■ **AIM OF THE EXERCISE**:
Gather every line of the material below that contains the string "wall", and copy each one out in full.

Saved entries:
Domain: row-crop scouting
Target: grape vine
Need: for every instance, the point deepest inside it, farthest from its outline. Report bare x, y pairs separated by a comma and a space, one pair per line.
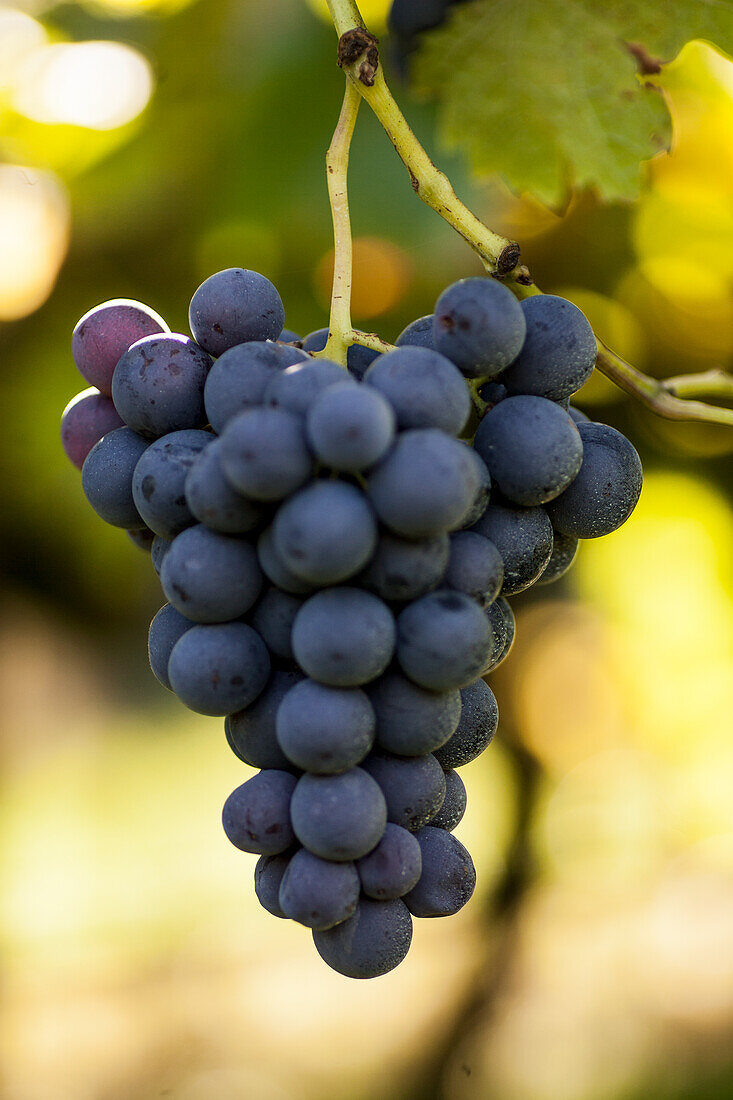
673, 398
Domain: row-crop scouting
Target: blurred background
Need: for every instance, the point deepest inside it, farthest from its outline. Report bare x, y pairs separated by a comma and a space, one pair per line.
145, 144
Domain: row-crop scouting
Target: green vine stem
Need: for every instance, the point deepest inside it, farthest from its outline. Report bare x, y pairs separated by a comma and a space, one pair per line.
359, 58
358, 55
337, 172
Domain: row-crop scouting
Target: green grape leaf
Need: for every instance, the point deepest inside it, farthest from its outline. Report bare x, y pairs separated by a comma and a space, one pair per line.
547, 94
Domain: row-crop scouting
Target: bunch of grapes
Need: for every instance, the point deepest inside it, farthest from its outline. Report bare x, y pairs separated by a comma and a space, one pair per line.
337, 547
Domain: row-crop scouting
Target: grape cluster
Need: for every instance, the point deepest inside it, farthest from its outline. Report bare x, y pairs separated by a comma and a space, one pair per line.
336, 554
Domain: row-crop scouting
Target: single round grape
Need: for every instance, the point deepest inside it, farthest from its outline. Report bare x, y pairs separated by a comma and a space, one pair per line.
559, 350
339, 817
166, 627
326, 532
105, 333
212, 501
107, 477
358, 356
393, 867
296, 388
424, 387
425, 485
239, 378
159, 385
234, 306
160, 476
442, 640
414, 788
476, 729
143, 538
275, 569
220, 669
264, 453
87, 417
325, 729
251, 732
565, 551
371, 943
453, 806
273, 619
159, 551
532, 448
474, 568
269, 873
317, 892
606, 488
210, 578
503, 628
343, 637
409, 719
404, 569
524, 539
448, 878
479, 325
350, 427
256, 816
483, 492
577, 415
417, 334
408, 18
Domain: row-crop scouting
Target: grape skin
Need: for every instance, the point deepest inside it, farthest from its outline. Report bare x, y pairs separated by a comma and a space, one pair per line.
417, 334
474, 568
323, 729
524, 539
371, 943
157, 385
442, 640
479, 325
160, 476
219, 669
210, 578
251, 733
166, 627
393, 867
87, 417
414, 788
565, 551
273, 619
417, 507
448, 878
404, 569
105, 333
317, 892
558, 353
453, 807
269, 873
240, 377
476, 729
532, 448
412, 721
606, 488
212, 501
424, 387
350, 427
326, 532
256, 816
338, 817
234, 306
107, 477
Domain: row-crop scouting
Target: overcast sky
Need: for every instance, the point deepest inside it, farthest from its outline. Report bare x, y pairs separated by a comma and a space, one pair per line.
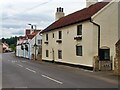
16, 14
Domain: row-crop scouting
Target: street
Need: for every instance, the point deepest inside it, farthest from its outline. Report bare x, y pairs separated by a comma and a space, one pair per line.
23, 73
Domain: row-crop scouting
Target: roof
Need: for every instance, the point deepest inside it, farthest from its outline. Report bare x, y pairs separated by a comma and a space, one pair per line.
79, 16
28, 35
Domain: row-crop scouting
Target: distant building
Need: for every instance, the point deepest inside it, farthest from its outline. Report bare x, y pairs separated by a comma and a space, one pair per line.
4, 48
78, 37
28, 45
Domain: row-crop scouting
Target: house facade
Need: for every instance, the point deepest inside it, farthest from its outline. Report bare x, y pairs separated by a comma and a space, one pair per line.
28, 45
78, 37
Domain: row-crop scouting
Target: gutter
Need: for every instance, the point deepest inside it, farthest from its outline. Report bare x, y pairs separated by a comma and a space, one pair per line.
98, 35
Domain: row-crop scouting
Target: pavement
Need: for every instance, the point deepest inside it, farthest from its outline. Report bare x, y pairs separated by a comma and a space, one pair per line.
24, 73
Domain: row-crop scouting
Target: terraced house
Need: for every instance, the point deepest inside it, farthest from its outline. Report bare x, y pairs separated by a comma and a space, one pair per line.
80, 36
28, 46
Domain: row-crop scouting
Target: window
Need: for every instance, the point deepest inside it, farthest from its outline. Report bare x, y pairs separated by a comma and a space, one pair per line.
79, 50
59, 54
53, 35
79, 30
46, 37
39, 41
104, 54
60, 34
47, 53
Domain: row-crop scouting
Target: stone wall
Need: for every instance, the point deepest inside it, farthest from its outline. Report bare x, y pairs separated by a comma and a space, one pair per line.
117, 59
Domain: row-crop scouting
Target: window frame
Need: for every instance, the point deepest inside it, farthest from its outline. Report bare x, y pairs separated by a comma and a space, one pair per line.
47, 53
59, 54
59, 34
79, 29
53, 35
79, 53
46, 37
39, 41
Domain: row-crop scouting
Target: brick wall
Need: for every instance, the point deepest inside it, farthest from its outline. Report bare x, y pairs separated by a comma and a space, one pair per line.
117, 59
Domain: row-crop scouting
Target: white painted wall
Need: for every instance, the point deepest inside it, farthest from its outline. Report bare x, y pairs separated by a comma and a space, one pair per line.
108, 20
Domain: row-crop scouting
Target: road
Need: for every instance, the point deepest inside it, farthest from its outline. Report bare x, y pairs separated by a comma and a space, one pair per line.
22, 73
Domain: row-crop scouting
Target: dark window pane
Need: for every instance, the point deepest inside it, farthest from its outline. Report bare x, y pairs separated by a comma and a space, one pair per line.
46, 37
104, 54
47, 52
79, 30
59, 54
79, 50
53, 35
60, 34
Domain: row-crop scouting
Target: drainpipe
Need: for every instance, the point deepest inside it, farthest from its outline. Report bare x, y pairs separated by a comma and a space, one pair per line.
98, 35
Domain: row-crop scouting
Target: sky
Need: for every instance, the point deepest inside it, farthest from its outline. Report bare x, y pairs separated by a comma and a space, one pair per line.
17, 14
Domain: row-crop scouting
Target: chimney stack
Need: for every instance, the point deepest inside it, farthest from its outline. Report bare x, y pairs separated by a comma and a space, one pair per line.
90, 2
59, 14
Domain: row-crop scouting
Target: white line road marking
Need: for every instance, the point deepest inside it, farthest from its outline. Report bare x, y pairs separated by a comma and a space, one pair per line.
86, 70
21, 87
19, 65
23, 61
52, 79
31, 70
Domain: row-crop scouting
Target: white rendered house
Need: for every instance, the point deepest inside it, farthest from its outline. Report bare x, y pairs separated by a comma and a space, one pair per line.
29, 44
78, 37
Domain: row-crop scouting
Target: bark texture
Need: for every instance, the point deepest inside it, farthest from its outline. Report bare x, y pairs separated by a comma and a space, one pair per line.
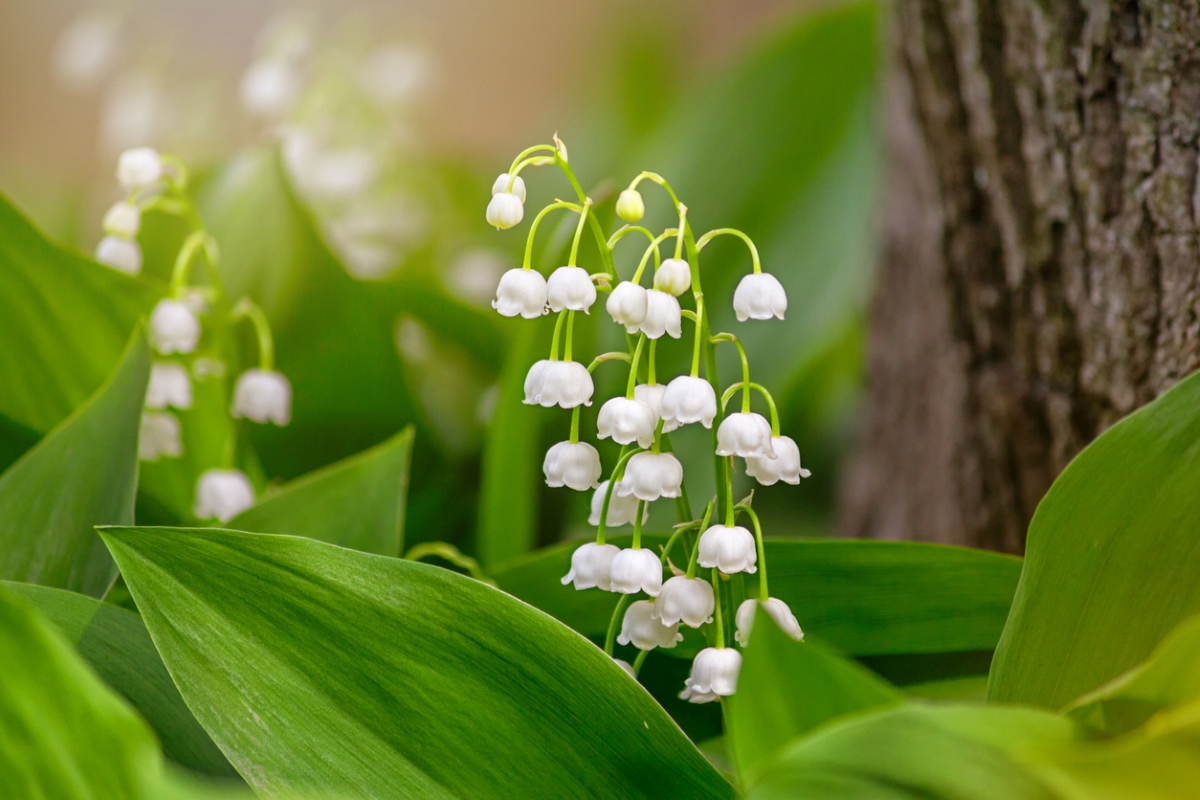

■ **TASK RESPONSE**:
Target: stone wall
Target: brick wall
Target: white painted wall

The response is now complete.